_TASK BRIEF:_ Return exactly the lines from the "# point at: shelf" line through the last line of the entries below. Include no pictures.

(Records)
......
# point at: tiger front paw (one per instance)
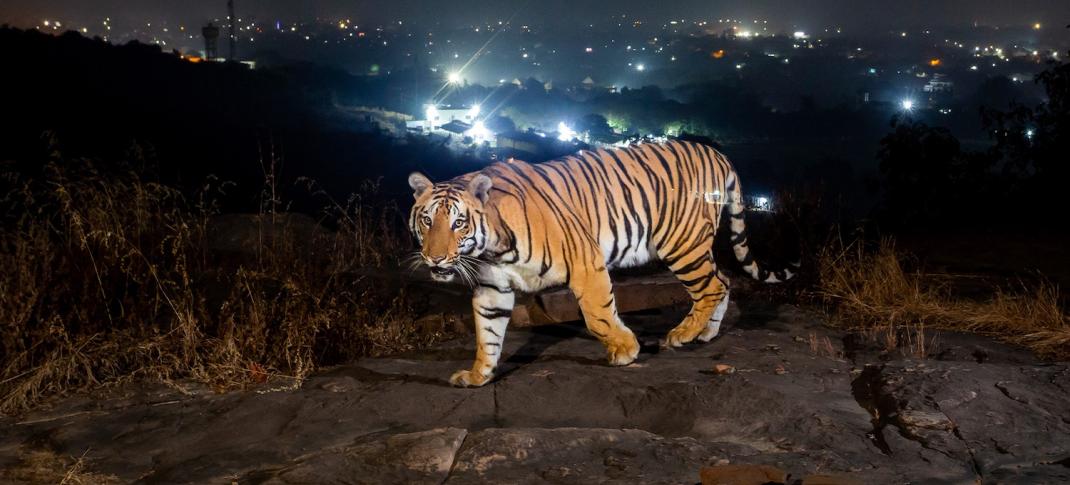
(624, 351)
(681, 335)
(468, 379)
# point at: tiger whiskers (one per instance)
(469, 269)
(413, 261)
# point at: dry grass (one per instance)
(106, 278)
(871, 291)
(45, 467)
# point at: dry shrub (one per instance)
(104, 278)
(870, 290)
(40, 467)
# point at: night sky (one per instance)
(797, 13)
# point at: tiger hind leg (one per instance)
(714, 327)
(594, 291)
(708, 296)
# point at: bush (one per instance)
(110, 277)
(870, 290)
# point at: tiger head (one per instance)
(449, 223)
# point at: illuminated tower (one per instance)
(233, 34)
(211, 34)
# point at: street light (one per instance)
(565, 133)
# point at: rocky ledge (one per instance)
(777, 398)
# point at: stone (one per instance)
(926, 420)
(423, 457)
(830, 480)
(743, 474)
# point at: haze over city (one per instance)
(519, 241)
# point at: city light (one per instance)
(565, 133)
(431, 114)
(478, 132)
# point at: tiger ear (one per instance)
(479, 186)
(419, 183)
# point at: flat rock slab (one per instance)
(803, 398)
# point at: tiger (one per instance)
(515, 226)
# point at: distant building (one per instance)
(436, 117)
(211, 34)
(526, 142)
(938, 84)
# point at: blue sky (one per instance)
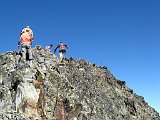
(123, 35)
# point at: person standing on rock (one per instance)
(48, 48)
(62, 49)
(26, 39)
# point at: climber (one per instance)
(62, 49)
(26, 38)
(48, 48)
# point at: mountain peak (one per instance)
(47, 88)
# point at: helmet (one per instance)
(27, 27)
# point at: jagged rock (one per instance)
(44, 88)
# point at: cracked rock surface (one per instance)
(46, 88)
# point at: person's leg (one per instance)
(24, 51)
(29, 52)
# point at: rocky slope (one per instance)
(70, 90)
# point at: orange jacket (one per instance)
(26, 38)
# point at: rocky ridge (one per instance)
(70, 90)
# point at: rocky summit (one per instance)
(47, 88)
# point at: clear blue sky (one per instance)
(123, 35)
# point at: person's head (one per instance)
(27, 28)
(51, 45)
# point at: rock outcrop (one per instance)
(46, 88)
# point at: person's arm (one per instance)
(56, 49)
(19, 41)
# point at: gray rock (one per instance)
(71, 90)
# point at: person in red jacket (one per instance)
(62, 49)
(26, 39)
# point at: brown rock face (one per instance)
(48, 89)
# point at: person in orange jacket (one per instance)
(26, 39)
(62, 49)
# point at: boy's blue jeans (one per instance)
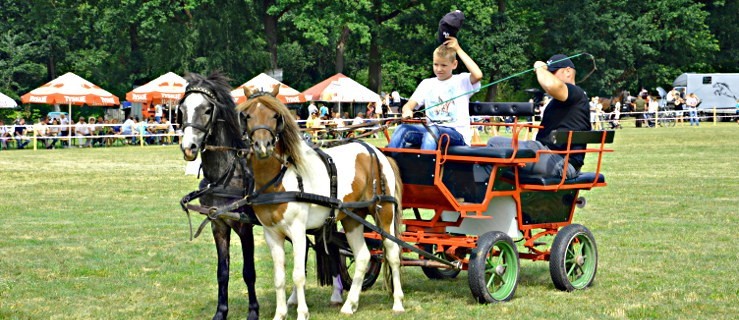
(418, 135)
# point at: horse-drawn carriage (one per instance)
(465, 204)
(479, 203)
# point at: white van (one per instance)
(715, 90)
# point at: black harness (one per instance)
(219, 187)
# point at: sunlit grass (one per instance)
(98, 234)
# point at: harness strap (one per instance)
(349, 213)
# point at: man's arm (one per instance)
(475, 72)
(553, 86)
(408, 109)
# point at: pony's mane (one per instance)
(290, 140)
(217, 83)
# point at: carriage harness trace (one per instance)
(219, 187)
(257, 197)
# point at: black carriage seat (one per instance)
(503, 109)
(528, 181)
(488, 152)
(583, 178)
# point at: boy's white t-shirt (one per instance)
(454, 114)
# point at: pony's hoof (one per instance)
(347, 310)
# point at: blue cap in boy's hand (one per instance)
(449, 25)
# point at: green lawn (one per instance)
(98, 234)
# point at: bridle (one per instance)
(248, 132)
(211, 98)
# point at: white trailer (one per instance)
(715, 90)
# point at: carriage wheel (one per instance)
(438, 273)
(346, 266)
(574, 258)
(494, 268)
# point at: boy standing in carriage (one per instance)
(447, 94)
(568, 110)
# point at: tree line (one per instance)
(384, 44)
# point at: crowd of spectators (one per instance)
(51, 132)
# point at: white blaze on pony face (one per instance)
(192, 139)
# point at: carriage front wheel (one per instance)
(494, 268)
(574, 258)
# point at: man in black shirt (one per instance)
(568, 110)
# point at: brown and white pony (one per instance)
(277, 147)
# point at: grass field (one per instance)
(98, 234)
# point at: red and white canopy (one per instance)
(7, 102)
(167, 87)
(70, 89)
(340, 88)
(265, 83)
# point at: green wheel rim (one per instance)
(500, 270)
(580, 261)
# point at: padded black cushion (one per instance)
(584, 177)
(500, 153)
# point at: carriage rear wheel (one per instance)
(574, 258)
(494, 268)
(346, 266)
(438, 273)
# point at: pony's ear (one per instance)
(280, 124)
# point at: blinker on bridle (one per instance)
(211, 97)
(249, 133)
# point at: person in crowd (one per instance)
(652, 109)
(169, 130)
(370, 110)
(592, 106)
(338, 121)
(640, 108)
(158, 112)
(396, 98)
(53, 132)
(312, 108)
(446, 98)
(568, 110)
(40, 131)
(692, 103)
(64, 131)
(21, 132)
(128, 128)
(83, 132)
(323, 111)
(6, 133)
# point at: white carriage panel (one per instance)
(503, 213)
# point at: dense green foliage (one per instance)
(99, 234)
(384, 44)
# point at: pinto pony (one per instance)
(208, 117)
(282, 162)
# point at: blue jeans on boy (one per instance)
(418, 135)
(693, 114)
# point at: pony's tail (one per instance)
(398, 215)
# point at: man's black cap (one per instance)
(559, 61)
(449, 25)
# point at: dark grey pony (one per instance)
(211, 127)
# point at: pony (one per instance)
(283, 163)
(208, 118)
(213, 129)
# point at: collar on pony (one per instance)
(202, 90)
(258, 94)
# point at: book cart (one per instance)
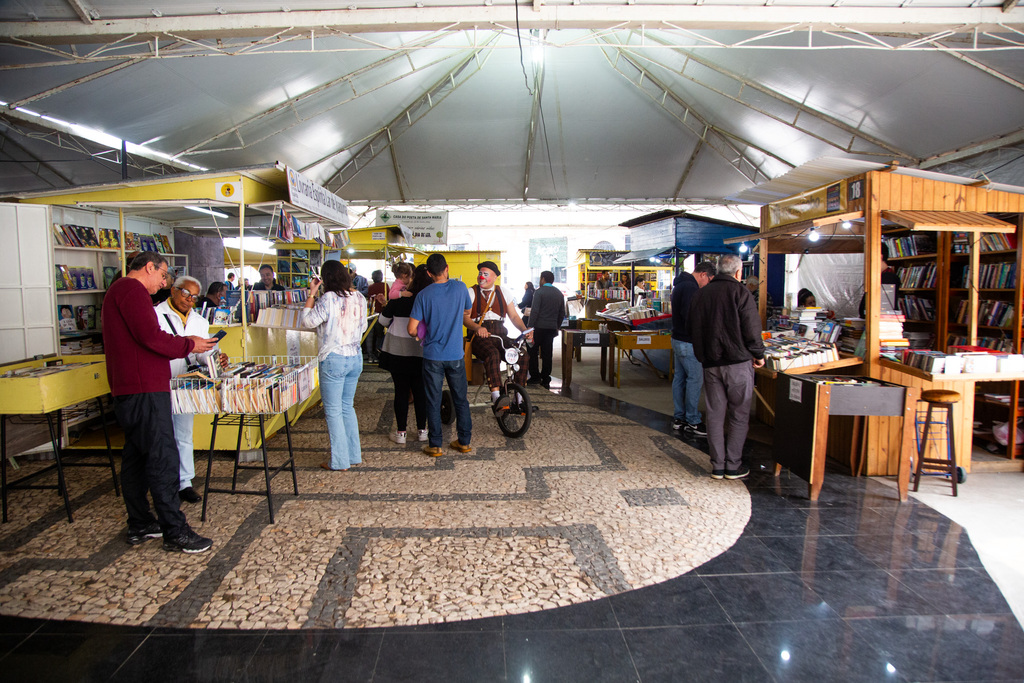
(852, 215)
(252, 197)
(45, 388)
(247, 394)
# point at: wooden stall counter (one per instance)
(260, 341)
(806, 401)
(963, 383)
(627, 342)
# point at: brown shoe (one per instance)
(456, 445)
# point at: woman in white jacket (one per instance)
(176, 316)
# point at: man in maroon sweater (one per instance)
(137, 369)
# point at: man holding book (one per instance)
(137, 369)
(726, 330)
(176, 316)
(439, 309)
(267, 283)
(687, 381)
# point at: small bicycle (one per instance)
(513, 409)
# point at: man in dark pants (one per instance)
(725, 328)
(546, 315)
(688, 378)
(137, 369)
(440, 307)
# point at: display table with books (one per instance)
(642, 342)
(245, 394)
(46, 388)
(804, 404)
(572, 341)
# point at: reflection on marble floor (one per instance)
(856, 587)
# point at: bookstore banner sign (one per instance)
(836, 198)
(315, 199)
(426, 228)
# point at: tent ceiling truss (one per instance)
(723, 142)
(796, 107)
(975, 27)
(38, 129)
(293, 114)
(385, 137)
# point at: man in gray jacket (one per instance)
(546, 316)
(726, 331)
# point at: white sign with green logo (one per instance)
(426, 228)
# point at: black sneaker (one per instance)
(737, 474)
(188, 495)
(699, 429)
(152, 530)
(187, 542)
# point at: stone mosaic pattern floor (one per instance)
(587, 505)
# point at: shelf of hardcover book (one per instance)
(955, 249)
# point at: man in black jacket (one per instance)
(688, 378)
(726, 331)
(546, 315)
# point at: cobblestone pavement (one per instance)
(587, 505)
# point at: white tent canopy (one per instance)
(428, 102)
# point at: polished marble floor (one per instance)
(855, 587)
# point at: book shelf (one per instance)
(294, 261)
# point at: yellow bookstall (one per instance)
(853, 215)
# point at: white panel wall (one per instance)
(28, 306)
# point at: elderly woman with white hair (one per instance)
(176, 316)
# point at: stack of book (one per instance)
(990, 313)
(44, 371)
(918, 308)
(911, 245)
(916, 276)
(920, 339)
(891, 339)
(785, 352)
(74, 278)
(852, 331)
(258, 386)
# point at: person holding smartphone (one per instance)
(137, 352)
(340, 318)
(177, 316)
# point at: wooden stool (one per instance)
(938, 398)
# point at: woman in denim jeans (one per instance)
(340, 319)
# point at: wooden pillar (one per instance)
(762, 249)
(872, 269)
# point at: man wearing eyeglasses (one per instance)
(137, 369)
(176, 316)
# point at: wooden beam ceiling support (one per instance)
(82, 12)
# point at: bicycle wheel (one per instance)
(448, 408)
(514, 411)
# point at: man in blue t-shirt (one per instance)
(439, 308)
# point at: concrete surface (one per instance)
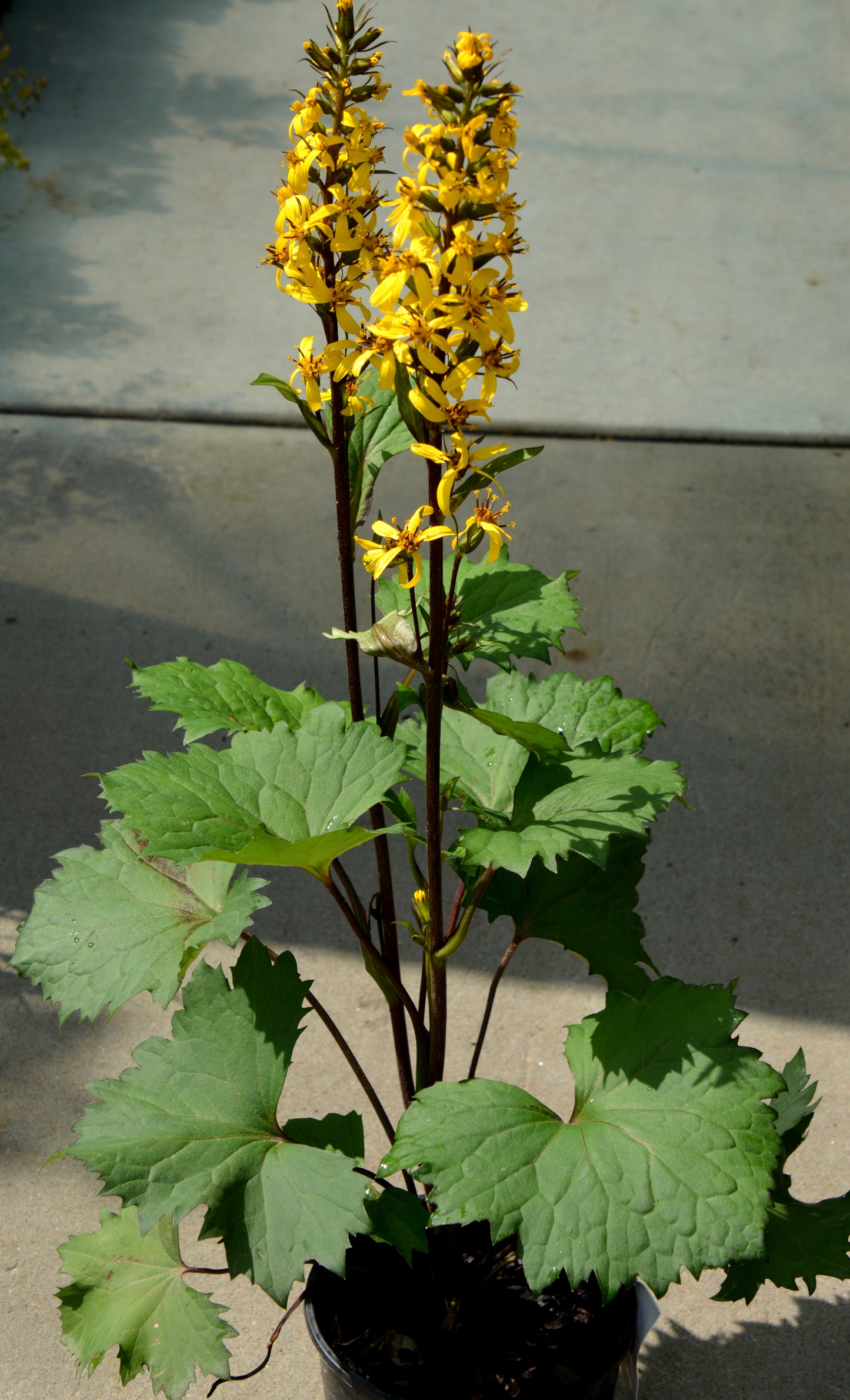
......
_ANSWER TO THIS PROBLEM:_
# point at: shelf of hardcover book (one per instance)
(955, 249)
# point at: man in black jacket (one per instance)
(688, 378)
(726, 331)
(546, 315)
# point at: cobblestone pavement (one per instance)
(587, 505)
# point at: white tent canopy (one per instance)
(428, 102)
# point at: polished marble floor (one per instance)
(855, 587)
# point at: book shelf (one per instance)
(294, 261)
# point at: yellow bookstall (one per instance)
(853, 215)
# point at: white panel wall (one per instance)
(28, 306)
# point at: elderly woman with white hair (one per instance)
(176, 316)
# point at: stack of book (one per instance)
(990, 313)
(44, 371)
(918, 308)
(911, 245)
(916, 276)
(920, 339)
(891, 339)
(785, 352)
(74, 278)
(852, 331)
(258, 386)
# point at: person holding smartphone (one per instance)
(137, 352)
(340, 318)
(177, 316)
# point at: wooden stool (one per instance)
(938, 398)
# point at: woman in denim jeans (one per instance)
(340, 319)
# point at: wooden pillar (one per instance)
(762, 249)
(872, 269)
# point at: man wearing eyeglasses (one per instance)
(137, 369)
(176, 316)
# point at: wooden beam ceiling support (one per instance)
(82, 12)
# point at: bicycle wheel (one per instance)
(448, 408)
(514, 411)
# point at: man in blue t-shirt (one per instance)
(439, 308)
# point at: concrete surface (one per instance)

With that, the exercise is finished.